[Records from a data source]
• • • •

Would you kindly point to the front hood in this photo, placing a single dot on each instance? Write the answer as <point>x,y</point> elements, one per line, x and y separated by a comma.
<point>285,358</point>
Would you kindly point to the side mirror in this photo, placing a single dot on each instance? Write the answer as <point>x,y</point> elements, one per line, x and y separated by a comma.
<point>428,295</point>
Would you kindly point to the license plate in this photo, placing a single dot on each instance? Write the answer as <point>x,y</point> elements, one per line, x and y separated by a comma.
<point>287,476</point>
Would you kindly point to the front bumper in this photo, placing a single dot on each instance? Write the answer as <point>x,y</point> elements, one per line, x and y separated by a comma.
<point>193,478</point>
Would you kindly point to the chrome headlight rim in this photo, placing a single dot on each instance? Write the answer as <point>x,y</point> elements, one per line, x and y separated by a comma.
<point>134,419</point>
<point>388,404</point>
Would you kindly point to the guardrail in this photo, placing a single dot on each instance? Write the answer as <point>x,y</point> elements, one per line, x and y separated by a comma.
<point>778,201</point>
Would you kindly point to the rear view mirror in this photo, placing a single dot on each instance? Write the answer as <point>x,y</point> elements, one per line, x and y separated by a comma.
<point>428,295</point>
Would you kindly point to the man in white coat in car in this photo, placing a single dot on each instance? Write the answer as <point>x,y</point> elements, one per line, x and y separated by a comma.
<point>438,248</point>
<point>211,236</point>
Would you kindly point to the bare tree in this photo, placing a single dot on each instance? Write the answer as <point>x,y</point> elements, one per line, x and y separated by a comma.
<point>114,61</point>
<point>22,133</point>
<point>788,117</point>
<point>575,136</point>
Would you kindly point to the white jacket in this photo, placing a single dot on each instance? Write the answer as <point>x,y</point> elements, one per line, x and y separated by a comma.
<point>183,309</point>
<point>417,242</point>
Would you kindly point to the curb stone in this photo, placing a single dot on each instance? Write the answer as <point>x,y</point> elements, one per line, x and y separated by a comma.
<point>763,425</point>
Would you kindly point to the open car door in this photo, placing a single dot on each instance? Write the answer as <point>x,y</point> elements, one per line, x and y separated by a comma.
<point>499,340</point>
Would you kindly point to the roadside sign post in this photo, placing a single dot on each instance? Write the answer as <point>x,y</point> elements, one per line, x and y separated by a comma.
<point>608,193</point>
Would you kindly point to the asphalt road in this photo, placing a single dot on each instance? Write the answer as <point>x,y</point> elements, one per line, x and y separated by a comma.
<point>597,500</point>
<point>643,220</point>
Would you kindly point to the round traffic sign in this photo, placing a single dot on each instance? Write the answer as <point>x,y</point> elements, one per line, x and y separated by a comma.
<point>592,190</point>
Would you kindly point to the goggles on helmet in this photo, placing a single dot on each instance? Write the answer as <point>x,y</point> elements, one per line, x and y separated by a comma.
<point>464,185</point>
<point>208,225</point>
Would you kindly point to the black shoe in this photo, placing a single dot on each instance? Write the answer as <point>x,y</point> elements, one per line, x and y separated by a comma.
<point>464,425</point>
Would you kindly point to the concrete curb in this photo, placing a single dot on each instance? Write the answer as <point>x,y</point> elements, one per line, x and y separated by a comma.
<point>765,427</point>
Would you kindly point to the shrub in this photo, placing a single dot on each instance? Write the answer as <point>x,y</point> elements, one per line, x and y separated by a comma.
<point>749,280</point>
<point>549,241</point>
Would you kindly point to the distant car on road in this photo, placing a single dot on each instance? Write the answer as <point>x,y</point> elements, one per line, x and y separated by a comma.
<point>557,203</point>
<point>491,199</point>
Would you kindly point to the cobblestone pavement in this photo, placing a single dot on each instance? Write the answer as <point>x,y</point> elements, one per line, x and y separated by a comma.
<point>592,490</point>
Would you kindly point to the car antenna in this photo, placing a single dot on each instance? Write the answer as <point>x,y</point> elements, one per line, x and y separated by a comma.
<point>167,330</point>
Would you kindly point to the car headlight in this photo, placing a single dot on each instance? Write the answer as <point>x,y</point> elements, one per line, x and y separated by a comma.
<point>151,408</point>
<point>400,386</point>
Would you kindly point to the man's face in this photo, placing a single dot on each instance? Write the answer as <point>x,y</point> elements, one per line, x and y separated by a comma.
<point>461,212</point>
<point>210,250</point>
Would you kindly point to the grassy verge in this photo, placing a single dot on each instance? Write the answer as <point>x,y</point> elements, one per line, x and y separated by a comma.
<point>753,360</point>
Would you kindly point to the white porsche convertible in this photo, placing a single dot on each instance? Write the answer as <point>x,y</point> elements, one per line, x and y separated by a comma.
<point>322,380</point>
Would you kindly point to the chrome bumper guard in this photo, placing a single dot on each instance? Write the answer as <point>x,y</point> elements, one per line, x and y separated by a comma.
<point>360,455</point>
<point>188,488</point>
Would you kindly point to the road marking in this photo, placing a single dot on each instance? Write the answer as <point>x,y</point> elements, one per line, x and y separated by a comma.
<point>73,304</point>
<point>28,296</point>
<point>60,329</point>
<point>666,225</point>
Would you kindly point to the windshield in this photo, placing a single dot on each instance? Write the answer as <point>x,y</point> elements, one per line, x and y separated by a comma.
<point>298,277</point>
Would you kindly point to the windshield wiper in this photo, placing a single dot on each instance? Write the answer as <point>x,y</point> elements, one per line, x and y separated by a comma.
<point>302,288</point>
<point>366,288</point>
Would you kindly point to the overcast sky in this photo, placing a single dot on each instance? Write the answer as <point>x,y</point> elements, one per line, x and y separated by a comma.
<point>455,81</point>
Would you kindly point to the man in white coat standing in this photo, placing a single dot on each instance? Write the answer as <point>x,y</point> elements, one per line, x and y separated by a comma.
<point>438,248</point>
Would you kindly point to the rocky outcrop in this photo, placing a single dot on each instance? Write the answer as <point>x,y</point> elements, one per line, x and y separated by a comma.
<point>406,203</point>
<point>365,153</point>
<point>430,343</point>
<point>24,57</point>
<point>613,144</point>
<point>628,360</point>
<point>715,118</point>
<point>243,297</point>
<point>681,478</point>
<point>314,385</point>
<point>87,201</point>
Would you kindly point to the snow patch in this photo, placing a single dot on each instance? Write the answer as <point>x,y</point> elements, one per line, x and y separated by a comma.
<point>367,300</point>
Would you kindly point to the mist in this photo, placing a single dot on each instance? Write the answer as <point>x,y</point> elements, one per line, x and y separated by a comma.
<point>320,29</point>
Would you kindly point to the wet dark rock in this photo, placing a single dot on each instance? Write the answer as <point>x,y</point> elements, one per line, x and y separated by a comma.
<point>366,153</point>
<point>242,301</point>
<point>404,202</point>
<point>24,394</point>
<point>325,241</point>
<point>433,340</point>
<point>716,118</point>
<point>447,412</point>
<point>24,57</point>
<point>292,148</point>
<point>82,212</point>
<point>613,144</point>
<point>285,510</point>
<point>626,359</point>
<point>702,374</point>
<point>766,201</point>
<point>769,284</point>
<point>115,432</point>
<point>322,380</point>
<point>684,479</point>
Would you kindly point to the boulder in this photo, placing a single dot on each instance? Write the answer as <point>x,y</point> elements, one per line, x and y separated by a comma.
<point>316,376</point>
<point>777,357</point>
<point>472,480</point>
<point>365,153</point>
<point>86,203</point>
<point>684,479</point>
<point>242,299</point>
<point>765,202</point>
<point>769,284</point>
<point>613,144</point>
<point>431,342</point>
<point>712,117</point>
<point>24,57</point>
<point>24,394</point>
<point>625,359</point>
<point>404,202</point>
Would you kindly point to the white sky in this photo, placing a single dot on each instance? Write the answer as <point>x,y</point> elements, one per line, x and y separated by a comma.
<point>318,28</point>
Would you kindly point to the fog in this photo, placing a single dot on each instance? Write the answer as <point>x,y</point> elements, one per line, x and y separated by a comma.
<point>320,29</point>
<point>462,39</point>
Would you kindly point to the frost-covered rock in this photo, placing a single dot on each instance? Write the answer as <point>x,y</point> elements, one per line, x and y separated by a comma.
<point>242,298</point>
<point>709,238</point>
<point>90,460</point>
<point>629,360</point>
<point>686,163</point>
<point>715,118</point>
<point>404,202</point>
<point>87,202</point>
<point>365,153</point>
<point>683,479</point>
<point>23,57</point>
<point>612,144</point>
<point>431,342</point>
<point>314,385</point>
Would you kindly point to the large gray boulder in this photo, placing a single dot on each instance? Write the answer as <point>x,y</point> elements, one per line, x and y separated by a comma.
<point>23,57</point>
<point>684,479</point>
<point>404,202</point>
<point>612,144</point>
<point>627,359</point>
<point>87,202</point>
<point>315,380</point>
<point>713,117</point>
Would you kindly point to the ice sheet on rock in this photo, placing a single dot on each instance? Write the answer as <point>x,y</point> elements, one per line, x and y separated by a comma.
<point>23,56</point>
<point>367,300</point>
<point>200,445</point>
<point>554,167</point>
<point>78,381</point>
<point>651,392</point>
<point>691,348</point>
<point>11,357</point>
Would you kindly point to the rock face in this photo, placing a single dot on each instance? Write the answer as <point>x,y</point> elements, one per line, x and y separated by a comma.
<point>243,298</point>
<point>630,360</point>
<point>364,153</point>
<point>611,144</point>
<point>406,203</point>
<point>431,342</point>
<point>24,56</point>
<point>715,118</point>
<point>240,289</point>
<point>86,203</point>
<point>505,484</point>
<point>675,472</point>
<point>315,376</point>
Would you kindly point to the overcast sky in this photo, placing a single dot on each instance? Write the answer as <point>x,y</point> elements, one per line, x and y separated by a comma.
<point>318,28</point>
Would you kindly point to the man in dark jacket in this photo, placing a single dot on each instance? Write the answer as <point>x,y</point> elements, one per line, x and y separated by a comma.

• • • •

• _Stated exercise_
Copy the listing above word for word, from the line containing "Would you kindly point to the asphalt" down to the line containing "<point>592,190</point>", both of those lines included.

• _Answer to this task_
Would you kindly point to the asphalt road in this photo, placing a single dot on each instance? Write the answer as <point>x,y</point> elements, one per line, x and y separated by a comma.
<point>597,500</point>
<point>643,220</point>
Would you kindly point to the round traffic sign in this photo, placing a single dot on each instance? Write the answer as <point>x,y</point> elements, one per line, x and y separated by a comma.
<point>592,190</point>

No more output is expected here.